- **EXTRACTED TEXT**
========

Friday, July 15, 2022

A CHANGE IS NOT GONNA COME

In his column today, David Brooks looks to the future:
I’d like you to consider the possibility that the political changes that have rocked this country over the past six years will be nothing compared with the changes that will rock it over the next six. I’d like you to consider the possibility that we’re in some sort of prerevolutionary period — the kind of moment that often gives birth to something shocking and new.
I basically agree with the first sentence. More radical changes over the next six years? Sure -- I think it's quite likely that America will be a one-party pseudo-democracy by 2028, after the Supreme Court has empowered gerrymandered, permanently Republican state legislatures to overrule the popular vote in presidential elections. That's not at all what Brooks means by "prerevolutionary" in the second sentence, as you'll see.
Look at the conditions all around us:

First, Americans are deeply dissatisfied with the way things are going. Only 13 percent of voters say the country is on the right track, according to a New York Times/Siena College poll published this week.

Second, Americans are deeply dissatisfied with the leaders of both parties.
Well, that's obvious. This week the Fox News website tried to do some Republican spin of a Politico/Morning Consult poll, running a story with the headline "More Americans Are Opposed to Joe Biden Running for President in 2024 Than Trump, Poll Finds." According to the poll, 61% of respondents don't want Trump to run and 64% don't want Biden to run. My thought when I read this was: You're a Republican TV channel and you're proud of this? Yopu're proud that your guy is disliked by only 61% of the public? And yet Trump and Biden are favorites for the nominations.

Back to Brooks:
... Third, inflation is soaring....

Fourth, the generational turnover is coming....

Fifth, Americans are detaching from the two political parties. Far more Americans consider themselves independents than consider themselves either Democrats or Republicans....

Sixth, disgust with the current system is high....
So what does Brooks conclude?
If these conditions persist, the 2024 presidential primaries could be wild. Sure, conventional candidates like the Republican Ron DeSantis or the Democrat Gavin Newsom may run for the nominations. But if the hunger for change is as strong as it is now, the climate will favor unconventional outsiders, the further outside the better. These sorts of oddball or unexpected candidates could set off a series of swings and disequilibriums that will make the existing party systems unstable.

========

- **PROVIDED DATA**
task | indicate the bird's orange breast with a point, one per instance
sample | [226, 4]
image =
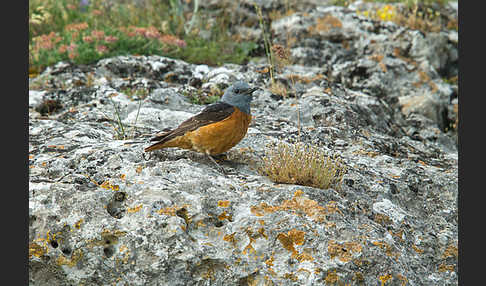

========

- **GOAL A**
In the blog post about David Brooks's column, what share of voters say the country is on the right track, according to the New York Times/Siena College poll?
- **GOAL B**
Pick up the blog post about David Brooks's column right after its final sentence and keep it going.

- **TASK OUTPUT A**
Only 13 percent.

- **TASK OUTPUT B**
But Democrats never nominate risky candidates -- it's not their style. Republicans did it in 2016, but there's no evidence of a Republican itch that can't be scratched in 2024 by either Trump or Ron DeSantis.

And so we come to this part of the Brooks column, which, at least for a couple of sentences, seems plausible:
Furthermore, if ever there was a moment ripe for a Ross Perot-like third candidate in the 2024 general election, this is that moment. There are efforts underway to prepare the way for a third candidate, and in this environment an outsider, with no ties to the status quo, who runs against the establishment and on the idea that we need to fundamentally fix the system — well, that person could wind up winning the presidency.
If a renomination of the two unpopular front-runners seems inevitable, as it does now, I expect there to be a lot of talk about third-party candidates. A well-financed one might even be a serious contender.

However, the third-party candidate Brooks imagines is not the candidate we'll get, if we get one:
... If I were a cynical political operative who wanted to construct a presidential candidate perfectly suited for this moment, I’d start by making this candidate culturally conservative. I’d want the candidate to show by dress, speech and style that he or she is not part of the coastal educated establishment. I’d want the candidate to connect with middle- and working-class voters on values and to be full-throatedly patriotic.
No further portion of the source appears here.